WRITTEN TASK: Restate the listing lines between the line holding "Where would you say the ship" and the line holding "440,354 -> 511,379", inclusive. Add 16 to every coordinate value, leave all other text unchanged, and output only those lines.

TASK INPUTS:
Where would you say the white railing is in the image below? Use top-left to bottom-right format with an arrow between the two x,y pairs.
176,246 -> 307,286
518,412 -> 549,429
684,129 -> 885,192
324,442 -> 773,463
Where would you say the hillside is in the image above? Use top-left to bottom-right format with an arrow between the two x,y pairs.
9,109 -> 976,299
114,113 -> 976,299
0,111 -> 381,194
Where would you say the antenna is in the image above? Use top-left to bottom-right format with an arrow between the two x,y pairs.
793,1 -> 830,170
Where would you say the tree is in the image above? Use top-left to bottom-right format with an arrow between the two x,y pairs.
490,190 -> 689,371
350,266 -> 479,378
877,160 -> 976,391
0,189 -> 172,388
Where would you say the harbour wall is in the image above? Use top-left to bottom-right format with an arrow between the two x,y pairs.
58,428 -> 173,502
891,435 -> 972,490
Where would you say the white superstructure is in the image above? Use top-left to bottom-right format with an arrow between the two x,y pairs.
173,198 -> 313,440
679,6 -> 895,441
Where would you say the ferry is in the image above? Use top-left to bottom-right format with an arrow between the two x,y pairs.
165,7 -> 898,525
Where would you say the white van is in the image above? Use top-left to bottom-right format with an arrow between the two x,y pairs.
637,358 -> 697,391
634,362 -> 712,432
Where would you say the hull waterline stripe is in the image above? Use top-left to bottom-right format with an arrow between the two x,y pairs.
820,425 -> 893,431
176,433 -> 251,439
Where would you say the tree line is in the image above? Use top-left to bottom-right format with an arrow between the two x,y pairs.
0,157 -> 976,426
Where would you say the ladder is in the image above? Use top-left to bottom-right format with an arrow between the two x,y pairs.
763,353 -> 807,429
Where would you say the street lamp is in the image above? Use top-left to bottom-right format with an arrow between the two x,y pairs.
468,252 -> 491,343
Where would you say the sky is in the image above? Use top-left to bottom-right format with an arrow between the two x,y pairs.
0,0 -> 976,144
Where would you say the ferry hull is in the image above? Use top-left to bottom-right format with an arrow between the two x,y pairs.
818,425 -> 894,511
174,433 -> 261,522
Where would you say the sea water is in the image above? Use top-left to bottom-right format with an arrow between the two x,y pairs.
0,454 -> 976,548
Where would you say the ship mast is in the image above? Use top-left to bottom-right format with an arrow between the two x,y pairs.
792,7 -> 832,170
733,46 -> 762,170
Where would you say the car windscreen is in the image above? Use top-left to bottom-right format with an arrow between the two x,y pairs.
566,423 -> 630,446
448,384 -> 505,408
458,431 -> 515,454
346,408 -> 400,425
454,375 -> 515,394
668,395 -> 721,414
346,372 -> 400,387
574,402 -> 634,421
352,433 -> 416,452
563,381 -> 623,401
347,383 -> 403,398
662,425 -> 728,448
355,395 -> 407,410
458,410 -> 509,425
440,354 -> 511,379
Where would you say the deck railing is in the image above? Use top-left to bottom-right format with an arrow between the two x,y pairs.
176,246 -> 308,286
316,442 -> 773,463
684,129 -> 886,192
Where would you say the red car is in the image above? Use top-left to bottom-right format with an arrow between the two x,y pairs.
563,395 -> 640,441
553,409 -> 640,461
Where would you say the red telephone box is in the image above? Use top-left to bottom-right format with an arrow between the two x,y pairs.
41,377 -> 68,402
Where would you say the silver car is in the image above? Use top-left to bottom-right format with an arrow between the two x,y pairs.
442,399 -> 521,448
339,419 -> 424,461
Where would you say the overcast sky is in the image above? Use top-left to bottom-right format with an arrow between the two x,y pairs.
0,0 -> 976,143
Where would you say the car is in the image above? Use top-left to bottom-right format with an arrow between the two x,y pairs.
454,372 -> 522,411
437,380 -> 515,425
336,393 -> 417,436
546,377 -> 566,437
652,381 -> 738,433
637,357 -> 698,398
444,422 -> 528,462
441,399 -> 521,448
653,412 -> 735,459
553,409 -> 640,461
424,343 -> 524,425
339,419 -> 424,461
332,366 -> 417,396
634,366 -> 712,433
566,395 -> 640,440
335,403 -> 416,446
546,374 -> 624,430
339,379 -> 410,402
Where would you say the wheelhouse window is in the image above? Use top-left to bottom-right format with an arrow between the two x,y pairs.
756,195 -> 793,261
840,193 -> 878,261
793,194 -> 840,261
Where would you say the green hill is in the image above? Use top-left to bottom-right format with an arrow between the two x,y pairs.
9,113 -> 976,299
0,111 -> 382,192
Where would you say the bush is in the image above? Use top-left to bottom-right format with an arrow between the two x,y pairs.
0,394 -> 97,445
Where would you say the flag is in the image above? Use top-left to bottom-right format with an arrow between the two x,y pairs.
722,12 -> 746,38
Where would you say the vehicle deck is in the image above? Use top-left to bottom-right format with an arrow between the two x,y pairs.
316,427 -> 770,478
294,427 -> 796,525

EXERCISE RESPONSE:
Where would you say the ship mast is in the image above? Use top-left to bottom-right format with an arrow between the two x,y pairs.
808,23 -> 848,186
749,62 -> 778,186
Where would you say the car windscreen is in the image above? Use top-left to bottom-right format with an arrow between the two x,y pairs.
582,439 -> 646,462
464,400 -> 521,424
474,447 -> 531,470
362,424 -> 416,441
470,391 -> 531,410
684,411 -> 737,430
362,388 -> 416,403
590,418 -> 650,437
368,449 -> 432,468
579,397 -> 639,417
363,399 -> 419,414
678,441 -> 744,464
371,411 -> 423,426
474,426 -> 525,441
456,370 -> 527,395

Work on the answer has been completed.